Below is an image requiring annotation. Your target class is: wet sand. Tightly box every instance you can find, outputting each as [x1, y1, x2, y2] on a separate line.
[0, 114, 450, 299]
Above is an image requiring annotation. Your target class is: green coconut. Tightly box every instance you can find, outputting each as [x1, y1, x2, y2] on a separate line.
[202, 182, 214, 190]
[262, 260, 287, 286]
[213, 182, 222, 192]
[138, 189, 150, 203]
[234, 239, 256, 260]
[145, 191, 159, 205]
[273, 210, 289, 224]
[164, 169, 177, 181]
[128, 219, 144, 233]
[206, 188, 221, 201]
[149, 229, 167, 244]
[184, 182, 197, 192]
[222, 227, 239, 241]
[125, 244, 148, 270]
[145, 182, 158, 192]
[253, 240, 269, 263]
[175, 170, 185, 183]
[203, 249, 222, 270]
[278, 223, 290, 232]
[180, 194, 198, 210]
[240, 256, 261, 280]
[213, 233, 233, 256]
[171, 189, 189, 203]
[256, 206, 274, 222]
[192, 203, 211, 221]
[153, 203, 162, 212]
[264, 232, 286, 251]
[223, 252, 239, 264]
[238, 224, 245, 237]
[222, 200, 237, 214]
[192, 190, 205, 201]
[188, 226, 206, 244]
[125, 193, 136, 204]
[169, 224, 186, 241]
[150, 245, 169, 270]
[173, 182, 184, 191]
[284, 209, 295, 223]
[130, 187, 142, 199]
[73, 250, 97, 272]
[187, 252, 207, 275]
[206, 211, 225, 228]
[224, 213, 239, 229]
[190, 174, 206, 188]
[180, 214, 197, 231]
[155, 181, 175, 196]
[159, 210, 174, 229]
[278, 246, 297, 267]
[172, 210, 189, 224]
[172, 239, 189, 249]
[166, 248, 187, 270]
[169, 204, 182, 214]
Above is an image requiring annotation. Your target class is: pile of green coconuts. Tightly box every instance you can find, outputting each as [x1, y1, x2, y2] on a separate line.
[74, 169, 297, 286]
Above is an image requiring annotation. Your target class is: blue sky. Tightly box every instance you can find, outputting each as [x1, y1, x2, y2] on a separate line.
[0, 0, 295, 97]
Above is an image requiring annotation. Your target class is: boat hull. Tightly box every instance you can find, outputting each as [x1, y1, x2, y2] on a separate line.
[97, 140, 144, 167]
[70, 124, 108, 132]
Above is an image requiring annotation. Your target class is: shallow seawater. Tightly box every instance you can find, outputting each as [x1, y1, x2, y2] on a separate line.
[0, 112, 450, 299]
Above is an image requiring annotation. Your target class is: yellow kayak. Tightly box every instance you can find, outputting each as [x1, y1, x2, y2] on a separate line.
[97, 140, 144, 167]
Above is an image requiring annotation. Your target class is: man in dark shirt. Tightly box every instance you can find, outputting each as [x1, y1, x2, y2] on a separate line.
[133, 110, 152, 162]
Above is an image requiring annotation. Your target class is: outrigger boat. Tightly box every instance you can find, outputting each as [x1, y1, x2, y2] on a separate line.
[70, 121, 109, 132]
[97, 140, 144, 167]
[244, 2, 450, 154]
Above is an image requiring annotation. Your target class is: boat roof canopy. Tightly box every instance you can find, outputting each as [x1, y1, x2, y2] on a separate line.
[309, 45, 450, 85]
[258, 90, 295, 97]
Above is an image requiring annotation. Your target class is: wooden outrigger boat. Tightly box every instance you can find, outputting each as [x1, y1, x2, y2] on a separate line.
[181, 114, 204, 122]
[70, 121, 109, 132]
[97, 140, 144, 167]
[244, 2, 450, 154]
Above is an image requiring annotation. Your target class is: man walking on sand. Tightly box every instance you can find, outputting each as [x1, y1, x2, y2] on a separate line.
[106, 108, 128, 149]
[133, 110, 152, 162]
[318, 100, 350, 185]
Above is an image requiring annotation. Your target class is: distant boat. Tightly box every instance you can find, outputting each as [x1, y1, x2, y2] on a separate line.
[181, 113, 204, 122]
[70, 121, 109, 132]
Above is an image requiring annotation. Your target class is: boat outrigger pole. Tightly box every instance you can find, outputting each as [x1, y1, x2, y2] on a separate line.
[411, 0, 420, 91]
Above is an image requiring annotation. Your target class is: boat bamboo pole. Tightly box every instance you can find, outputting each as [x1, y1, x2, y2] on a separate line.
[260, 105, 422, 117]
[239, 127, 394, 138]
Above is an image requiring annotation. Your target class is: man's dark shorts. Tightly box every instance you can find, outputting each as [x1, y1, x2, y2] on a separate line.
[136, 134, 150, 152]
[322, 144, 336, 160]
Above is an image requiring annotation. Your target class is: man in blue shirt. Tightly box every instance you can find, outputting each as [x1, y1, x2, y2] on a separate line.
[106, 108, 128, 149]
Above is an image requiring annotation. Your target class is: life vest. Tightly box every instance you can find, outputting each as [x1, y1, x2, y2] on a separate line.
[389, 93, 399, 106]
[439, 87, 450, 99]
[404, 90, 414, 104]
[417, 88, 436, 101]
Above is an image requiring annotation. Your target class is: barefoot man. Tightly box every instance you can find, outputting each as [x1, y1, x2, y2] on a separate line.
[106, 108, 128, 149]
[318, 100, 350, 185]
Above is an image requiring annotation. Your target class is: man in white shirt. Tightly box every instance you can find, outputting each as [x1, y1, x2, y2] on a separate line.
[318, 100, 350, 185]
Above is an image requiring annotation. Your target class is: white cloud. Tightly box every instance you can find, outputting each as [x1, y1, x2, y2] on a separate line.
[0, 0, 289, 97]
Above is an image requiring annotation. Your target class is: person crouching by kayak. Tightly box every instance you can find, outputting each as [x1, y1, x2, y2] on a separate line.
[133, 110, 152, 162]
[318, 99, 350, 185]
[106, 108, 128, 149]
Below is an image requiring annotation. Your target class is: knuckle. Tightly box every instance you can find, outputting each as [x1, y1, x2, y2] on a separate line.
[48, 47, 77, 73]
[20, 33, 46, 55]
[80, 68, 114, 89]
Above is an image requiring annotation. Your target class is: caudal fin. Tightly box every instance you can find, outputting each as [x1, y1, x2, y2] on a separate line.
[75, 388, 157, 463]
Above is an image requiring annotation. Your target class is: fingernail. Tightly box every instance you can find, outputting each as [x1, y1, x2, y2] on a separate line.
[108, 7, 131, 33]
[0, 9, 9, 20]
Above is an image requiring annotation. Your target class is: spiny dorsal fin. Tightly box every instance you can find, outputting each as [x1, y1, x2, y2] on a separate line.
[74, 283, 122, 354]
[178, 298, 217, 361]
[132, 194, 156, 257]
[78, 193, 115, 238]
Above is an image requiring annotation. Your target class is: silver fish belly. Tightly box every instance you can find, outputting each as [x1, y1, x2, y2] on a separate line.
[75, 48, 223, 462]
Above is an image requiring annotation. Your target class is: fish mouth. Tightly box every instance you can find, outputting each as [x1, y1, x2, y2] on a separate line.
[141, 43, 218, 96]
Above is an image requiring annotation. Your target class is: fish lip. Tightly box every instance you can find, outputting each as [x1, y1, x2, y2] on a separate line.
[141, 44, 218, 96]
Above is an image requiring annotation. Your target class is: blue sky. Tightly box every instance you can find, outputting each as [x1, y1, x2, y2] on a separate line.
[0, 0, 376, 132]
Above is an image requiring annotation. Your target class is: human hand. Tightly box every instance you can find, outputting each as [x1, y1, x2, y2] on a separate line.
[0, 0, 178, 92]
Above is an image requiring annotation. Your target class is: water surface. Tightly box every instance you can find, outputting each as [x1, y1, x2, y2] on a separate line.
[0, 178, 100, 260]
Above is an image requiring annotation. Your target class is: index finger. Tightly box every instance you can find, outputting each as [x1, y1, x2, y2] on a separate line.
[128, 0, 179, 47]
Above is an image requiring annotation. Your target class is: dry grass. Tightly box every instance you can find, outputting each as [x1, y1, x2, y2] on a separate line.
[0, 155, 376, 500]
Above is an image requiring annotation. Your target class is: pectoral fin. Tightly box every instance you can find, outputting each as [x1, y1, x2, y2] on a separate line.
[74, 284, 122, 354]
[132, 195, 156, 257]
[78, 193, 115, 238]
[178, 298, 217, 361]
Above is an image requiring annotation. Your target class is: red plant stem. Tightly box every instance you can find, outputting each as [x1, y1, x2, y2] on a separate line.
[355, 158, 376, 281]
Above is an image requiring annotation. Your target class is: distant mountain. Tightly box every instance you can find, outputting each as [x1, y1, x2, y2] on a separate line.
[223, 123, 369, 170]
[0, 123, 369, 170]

+---+

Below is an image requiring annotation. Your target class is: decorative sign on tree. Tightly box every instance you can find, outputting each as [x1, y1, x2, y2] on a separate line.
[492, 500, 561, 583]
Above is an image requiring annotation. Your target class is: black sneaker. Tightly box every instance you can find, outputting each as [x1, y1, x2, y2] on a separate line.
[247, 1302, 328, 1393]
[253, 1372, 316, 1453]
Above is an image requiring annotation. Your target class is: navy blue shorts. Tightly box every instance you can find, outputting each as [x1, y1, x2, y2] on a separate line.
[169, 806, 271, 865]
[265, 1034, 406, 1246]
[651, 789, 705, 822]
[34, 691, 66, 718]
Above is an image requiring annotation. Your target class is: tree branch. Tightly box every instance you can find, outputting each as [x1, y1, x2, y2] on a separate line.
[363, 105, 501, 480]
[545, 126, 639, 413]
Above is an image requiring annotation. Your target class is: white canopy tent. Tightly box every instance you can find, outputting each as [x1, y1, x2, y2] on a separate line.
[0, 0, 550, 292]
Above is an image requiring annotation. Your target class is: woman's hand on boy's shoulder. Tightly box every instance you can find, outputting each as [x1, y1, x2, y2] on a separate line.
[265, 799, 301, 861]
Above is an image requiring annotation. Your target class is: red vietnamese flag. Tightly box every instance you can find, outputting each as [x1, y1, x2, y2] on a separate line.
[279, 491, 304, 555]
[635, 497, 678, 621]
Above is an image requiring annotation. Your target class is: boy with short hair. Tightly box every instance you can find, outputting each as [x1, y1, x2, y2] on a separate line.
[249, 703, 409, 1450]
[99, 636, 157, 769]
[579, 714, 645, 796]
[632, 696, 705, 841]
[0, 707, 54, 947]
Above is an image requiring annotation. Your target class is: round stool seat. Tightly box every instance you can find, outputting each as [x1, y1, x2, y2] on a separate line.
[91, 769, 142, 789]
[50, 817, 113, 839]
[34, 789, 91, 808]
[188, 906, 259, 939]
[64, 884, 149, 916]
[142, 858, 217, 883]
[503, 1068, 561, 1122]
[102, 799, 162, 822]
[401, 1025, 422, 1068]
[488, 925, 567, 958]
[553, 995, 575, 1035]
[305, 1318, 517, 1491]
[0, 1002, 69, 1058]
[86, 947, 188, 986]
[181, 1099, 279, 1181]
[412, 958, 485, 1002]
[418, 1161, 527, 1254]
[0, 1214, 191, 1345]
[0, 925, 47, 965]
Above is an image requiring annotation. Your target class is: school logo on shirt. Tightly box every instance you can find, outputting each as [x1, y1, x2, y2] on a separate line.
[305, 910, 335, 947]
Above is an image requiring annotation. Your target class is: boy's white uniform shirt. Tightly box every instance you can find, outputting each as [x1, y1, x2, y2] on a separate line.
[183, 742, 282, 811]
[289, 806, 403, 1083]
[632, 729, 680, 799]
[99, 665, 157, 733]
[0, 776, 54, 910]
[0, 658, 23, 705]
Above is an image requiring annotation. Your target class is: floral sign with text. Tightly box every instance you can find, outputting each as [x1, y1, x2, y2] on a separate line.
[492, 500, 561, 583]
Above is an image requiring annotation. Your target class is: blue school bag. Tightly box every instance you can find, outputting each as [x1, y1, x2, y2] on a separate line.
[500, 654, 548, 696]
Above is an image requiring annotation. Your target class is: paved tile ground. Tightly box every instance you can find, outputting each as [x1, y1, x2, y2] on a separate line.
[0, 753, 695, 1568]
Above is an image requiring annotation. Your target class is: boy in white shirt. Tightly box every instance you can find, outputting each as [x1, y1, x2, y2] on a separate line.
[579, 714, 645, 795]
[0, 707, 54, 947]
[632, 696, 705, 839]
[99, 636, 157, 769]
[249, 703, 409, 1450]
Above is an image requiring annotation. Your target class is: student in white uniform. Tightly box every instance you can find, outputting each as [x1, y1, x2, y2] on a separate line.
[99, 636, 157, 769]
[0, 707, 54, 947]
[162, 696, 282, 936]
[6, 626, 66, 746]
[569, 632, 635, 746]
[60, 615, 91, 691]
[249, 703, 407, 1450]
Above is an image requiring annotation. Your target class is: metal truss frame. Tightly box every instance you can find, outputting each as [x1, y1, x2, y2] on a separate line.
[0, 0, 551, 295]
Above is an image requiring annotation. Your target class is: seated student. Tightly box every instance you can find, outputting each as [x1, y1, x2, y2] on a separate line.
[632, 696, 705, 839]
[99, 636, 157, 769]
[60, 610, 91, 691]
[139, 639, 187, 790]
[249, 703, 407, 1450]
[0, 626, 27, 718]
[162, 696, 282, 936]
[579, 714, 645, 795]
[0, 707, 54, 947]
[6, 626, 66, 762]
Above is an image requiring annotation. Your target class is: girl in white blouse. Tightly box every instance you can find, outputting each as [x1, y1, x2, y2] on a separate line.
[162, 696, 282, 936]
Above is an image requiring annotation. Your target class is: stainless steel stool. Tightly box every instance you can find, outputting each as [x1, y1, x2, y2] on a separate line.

+---+

Repeat word for word the material above, from the line with "class is: life" to the line with "[417, 88, 436, 101]", including both of those lines.

- ANSWER TO THE EXERCISE
Above is an image requiring annotation. Your target class is: life vest. Tightly box every instance you can find, outputting each as [x1, y1, x2, y2] on a separate line.
[389, 93, 399, 106]
[439, 87, 450, 99]
[404, 90, 414, 104]
[417, 88, 436, 101]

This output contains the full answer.